Give back the entire listing verbatim.

• _Exercise material_:
-- begin --
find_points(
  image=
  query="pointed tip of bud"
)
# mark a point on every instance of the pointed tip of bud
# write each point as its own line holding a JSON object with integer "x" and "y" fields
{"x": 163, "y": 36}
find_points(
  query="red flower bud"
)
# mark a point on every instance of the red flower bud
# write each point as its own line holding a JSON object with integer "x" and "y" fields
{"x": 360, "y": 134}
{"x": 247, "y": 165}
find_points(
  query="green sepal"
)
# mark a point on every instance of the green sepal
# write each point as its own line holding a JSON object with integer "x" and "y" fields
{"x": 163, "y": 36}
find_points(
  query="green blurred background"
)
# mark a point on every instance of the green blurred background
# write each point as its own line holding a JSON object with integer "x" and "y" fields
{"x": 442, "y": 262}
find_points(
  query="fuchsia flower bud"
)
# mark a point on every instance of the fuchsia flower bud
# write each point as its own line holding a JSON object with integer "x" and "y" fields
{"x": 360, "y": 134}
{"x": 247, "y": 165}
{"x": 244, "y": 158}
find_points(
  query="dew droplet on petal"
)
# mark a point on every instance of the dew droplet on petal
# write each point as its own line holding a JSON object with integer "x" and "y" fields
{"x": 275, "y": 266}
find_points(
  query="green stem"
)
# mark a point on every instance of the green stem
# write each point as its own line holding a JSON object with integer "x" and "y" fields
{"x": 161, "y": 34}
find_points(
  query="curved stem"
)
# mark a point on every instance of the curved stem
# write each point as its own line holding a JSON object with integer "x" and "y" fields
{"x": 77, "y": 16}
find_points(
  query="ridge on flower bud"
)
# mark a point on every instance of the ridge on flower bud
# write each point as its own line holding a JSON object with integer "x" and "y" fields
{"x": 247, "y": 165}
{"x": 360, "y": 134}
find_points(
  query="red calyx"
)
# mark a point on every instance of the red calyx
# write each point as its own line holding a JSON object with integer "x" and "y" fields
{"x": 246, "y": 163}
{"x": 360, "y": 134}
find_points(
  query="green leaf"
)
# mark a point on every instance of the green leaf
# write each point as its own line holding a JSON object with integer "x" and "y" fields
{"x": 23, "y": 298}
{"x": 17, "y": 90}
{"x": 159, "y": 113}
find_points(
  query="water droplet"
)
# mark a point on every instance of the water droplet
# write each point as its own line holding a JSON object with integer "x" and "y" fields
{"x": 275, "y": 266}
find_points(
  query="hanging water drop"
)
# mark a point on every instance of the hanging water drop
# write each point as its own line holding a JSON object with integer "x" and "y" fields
-- end --
• _Exercise result_:
find_points(
  image=
  query="pointed tip of bud"
)
# mark a point on every instance of the pointed tip of bud
# write each point as its own line holding a JSON object with integer "x" and "y" fields
{"x": 163, "y": 36}
find_points(
  query="red flower bud"
)
# mark a point on every instance of the red flower bud
# write each point as its own line holding a JSON object with integer "x" and "y" fields
{"x": 360, "y": 134}
{"x": 247, "y": 165}
find_points(
  query="green sepal"
)
# mark a point on every instance of the green sepal
# write each point as its own line holding a JSON object with integer "x" and "y" fields
{"x": 163, "y": 36}
find_points(
  query="green blurred background"
)
# mark a point on every instance of the green blurred background
# write each point as its own line holding a JSON object with integer "x" and "y" fields
{"x": 442, "y": 262}
find_points(
  query="fuchsia flower bud"
)
# mark a point on every instance of the fuchsia flower bud
# write each point as its own line holding a JSON object with integer "x" and "y" fields
{"x": 360, "y": 134}
{"x": 247, "y": 165}
{"x": 244, "y": 158}
find_points(
  query="dew droplet on petal"
)
# mark a point on every instance of the dew droplet on petal
# write each point as its own line holding a JSON object with integer "x" and "y" fields
{"x": 275, "y": 266}
find_points(
  query="green stem"
)
# mark a point on every instance of the green stem
# write each point as its own line holding a JSON object with integer "x" and "y" fields
{"x": 161, "y": 34}
find_points(
  query="curved stem"
)
# mark a point on every instance of the curved stem
# write each point as its own line holding a JSON object with integer "x" and "y" fields
{"x": 77, "y": 16}
find_points(
  query="ridge on flower bud"
)
# mark a point on every instance of the ridge on flower bud
# write each point as its own line holding a JSON object with integer "x" and "y" fields
{"x": 247, "y": 165}
{"x": 360, "y": 134}
find_points(
  query="red calyx"
)
# mark a point on every instance of the red calyx
# write each point as its own line holding a JSON object with integer "x" and "y" fields
{"x": 246, "y": 163}
{"x": 360, "y": 134}
find_points(
  query="green leaf"
)
# mark a point on every instance of the green leaf
# write each point as its own line holding a JSON object with integer "x" and "y" fields
{"x": 23, "y": 298}
{"x": 17, "y": 90}
{"x": 159, "y": 113}
find_points(
  query="water droplet"
)
# mark a point on every instance of the water droplet
# write each point as its own line holding a JSON object with integer "x" and "y" fields
{"x": 275, "y": 266}
find_points(
  query="hanging water drop"
)
# mark a point on every instance of the hanging water drop
# write each point as its own line holding a JSON object with integer "x" and "y" fields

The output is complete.